→ **Recorded data**

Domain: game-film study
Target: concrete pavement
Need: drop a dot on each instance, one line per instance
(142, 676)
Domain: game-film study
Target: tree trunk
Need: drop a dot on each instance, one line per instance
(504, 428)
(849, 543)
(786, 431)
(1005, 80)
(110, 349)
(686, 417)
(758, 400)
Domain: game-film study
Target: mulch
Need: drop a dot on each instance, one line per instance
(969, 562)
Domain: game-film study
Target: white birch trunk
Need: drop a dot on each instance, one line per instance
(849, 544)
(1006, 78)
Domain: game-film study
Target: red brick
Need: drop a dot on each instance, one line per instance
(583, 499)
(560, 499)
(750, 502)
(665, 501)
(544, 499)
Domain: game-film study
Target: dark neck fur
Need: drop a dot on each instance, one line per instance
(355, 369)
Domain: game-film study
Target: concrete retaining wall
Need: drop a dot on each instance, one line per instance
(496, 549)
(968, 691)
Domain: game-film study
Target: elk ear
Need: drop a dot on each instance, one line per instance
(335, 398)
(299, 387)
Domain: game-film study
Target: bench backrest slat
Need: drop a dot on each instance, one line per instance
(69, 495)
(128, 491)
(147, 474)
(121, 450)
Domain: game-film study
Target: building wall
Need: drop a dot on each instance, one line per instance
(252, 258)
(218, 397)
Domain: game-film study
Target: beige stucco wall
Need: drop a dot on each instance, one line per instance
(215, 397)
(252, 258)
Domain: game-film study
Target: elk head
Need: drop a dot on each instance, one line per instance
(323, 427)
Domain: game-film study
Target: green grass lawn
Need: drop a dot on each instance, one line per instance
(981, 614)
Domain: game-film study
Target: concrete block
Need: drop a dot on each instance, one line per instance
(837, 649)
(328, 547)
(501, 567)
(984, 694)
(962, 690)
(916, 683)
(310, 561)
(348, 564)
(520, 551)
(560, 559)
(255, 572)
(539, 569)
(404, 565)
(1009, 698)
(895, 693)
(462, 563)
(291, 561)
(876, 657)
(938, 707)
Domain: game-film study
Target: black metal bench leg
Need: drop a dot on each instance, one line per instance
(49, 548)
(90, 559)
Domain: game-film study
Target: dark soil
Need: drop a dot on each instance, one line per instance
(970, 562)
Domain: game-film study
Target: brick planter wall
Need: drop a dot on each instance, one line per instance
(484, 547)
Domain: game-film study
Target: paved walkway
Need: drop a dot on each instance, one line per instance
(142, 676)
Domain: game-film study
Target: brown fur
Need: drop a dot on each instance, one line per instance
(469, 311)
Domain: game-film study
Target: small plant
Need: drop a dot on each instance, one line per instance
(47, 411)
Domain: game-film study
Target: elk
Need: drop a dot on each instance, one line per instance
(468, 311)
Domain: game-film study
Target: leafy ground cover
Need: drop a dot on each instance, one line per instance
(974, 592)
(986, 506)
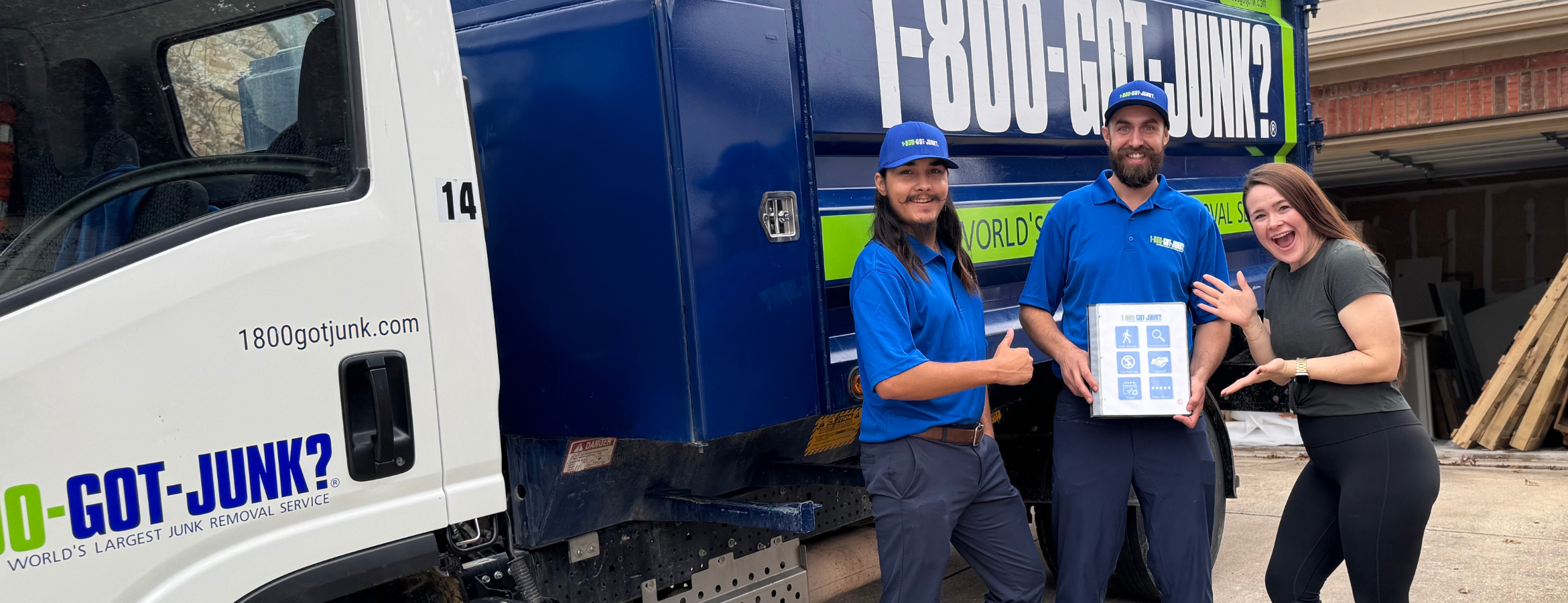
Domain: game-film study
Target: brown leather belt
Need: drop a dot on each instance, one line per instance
(965, 436)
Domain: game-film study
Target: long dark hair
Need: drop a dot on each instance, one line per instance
(889, 230)
(1325, 220)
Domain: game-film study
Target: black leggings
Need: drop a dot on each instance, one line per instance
(1364, 500)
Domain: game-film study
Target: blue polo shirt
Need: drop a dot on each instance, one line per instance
(902, 322)
(1094, 249)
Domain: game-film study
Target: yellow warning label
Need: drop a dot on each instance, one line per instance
(833, 431)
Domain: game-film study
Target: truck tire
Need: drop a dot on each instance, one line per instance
(1132, 577)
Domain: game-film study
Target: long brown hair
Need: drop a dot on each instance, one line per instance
(1325, 220)
(889, 230)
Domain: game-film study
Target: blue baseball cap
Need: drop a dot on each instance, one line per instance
(1137, 93)
(911, 141)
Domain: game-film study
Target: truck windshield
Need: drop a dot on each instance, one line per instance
(110, 109)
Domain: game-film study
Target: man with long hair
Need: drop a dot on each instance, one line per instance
(1126, 239)
(930, 460)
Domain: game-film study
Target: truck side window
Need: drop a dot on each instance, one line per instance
(257, 110)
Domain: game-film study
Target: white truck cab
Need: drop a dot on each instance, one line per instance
(210, 375)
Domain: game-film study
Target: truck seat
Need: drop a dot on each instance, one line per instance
(320, 127)
(84, 138)
(168, 206)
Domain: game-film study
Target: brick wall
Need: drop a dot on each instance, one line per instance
(1443, 96)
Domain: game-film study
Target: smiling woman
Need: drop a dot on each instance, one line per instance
(1366, 495)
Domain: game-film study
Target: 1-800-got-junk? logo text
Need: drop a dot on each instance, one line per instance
(140, 505)
(994, 63)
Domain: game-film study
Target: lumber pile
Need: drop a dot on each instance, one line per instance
(1524, 398)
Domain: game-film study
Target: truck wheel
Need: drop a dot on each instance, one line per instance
(1132, 577)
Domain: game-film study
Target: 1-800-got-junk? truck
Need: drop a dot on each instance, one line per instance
(300, 296)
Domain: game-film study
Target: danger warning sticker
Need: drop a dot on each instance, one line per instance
(833, 431)
(584, 455)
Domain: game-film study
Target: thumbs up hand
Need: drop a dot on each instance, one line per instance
(1013, 365)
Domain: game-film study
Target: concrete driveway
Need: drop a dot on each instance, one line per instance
(1496, 533)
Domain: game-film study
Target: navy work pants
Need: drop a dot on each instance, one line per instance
(930, 494)
(1172, 470)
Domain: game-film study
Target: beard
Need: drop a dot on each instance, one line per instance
(929, 229)
(1136, 176)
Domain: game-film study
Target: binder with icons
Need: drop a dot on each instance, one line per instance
(1139, 356)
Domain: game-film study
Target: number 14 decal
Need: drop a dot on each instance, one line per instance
(460, 204)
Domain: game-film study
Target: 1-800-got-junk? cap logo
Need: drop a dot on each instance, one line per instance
(1137, 93)
(911, 141)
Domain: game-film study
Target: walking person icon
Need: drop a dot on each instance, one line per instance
(1126, 337)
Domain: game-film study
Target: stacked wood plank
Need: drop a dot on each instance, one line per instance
(1523, 400)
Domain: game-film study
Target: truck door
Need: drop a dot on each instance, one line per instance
(215, 360)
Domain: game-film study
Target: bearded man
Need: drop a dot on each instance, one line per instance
(1128, 239)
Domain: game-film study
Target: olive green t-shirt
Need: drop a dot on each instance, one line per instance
(1303, 318)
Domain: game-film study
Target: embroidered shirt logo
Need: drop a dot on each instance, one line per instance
(1169, 243)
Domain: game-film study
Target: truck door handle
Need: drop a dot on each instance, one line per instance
(377, 415)
(381, 392)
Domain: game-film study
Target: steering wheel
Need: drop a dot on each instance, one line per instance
(29, 245)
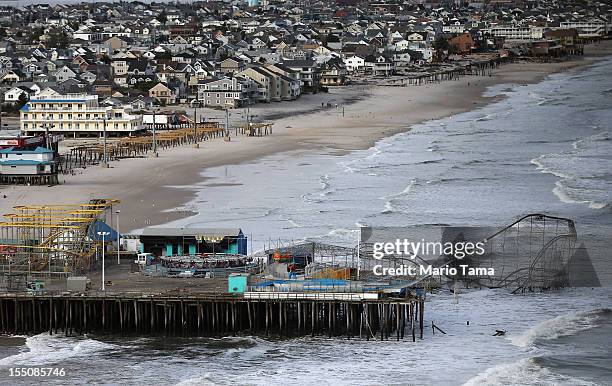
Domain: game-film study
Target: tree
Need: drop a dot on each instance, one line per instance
(22, 100)
(441, 43)
(162, 17)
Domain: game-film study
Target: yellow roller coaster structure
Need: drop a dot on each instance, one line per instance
(52, 239)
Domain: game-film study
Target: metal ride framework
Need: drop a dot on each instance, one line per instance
(51, 239)
(532, 253)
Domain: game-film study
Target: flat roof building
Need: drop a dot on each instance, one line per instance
(76, 115)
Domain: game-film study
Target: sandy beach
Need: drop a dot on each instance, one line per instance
(150, 188)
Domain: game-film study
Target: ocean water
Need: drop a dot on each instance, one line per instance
(543, 148)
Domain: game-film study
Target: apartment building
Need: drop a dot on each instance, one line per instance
(227, 92)
(587, 28)
(76, 115)
(516, 32)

→ **Task brief**
Which lines in the items above contain the word "trunk"? Gather each of them and copy it in full.

→ **Result of this exercise**
Target: tree trunk
Target: white birch trunk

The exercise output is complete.